▸ **Given text**:
::::::::::

Patent statistics provide insight into a range of economic phenomena in the economics of innovation. Since the earliest research using patent data, it was recognized that patents are highly heterogeneous with a minority of patents having much greater impact and value than others. Citation counts are a key measurement of patents, observable directly from patent bibliographic data, which carries information about patent characteristics. But patent citations form a complex network that carries more information about patents than the number of a patent's immediate neighbors.

This dissertation explores network measures that exploit this structure to extract more information about patents. The first chapter of this dissertation is addressed to network centrality and the measurement of patent value. The centrality of a patent is negatively related, after controls for citation counts, to public company market value. This establishes that centrality measurements carry information about patent attributes beyond citation counts, and suggests a clear market saturation phenomenon that may drive the result.

The next chapter considers whether patent centrality measurements can detect probable holdup in the economic space of patents. Patent pools associated with technical standards, such as the MPEG-2 video compression method, can relate to inventions subject to many competing rights. Centrality measurements are lower for patents that are in the patent pool, suggesting a line of research into the measurement of patent complementarity and substitute relationships.

The remaining chapter concerns technology identification from patent citations. Classifying patents by technology is a common necessity in patent empirics, and existing approaches using administrative classification suffer certain inevitable limitations due to the nature of the classification system. Community detection algorithms can use citations to break patents into natural groups. An empirical analysis shows that the communities thus produced contain more information than administrative classifications and can detect underlying technological changes before the classification system does.

::::::::::

▸ **Set problem A**: According to the dissertation summary, after controls for citation counts, how does a patent's centrality relate to public company market value?
▸ **Set problem B**: Print part of the dissertation summary, beginning at the words "Patent statistics provide" and stopping after "patent's immediate neighbors.".
Rely only on the dissertation summary.

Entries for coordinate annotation
::::::::::

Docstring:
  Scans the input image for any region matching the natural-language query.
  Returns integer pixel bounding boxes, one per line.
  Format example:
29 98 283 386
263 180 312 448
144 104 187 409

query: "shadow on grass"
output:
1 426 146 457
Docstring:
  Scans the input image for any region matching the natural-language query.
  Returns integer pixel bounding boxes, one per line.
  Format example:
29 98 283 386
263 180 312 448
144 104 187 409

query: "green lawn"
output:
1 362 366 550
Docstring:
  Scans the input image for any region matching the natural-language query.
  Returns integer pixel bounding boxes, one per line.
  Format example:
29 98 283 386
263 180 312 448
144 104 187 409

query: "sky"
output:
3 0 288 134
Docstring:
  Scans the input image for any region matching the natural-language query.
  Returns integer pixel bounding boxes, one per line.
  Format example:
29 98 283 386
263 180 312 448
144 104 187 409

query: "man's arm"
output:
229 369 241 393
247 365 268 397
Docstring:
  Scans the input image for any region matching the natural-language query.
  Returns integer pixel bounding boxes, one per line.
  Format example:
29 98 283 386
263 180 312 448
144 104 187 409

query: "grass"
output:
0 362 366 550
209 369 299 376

::::::::::

▸ **Written solution A**: A patent's centrality is negatively related to public company market value.

▸ **Written solution B**:
Patent statistics provide insight into a range of economic phenomena in the economics of innovation. Since the earliest research using patent data, it was recognized that patents are highly heterogeneous with a minority of patents having much greater impact and value than others. Citation counts are a key measurement of patents, observable directly from patent bibliographic data, which carries information about patent characteristics. But patent citations form a complex network that carries more information about patents than the number of a patent's immediate neighbors.